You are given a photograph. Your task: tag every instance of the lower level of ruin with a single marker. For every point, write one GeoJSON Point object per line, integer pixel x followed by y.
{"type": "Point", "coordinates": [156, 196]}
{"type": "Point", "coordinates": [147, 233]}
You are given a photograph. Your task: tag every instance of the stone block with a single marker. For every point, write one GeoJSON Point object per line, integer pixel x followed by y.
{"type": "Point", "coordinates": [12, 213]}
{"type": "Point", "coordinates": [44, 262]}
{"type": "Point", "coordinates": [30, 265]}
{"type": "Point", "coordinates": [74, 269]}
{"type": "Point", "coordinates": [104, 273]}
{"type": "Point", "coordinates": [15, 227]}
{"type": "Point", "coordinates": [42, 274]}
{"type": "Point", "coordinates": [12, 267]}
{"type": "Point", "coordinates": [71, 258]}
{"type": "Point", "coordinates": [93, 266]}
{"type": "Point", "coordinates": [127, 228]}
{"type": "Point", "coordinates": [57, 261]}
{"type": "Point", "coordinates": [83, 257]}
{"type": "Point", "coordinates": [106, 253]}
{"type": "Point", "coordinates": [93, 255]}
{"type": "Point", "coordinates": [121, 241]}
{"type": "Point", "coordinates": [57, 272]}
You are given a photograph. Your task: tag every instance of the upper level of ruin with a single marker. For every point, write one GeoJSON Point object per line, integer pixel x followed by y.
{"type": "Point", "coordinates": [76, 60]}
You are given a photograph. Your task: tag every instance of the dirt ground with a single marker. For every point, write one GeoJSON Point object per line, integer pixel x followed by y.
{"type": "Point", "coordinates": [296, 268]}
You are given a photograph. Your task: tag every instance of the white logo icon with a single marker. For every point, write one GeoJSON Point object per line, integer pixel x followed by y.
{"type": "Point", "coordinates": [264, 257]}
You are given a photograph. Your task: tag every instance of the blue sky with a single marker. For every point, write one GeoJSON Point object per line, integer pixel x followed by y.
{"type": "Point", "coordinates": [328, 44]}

GOAL:
Repeat everything from the line containing "of the white" down to the end of the data, with "blue sky" swapped for "clear sky" and nothing else changed.

REPLY:
You are given a photograph. Your task: tag every instance of the white logo icon with a single marker. For every point, write one GeoJSON Point object per line, integer pixel x followed by y.
{"type": "Point", "coordinates": [264, 257]}
You are given a photograph. Your task: tag every instance of the clear sky with a single marker. For every point, write one GeoJSON Point object per line, integer pixel x followed by y.
{"type": "Point", "coordinates": [328, 44]}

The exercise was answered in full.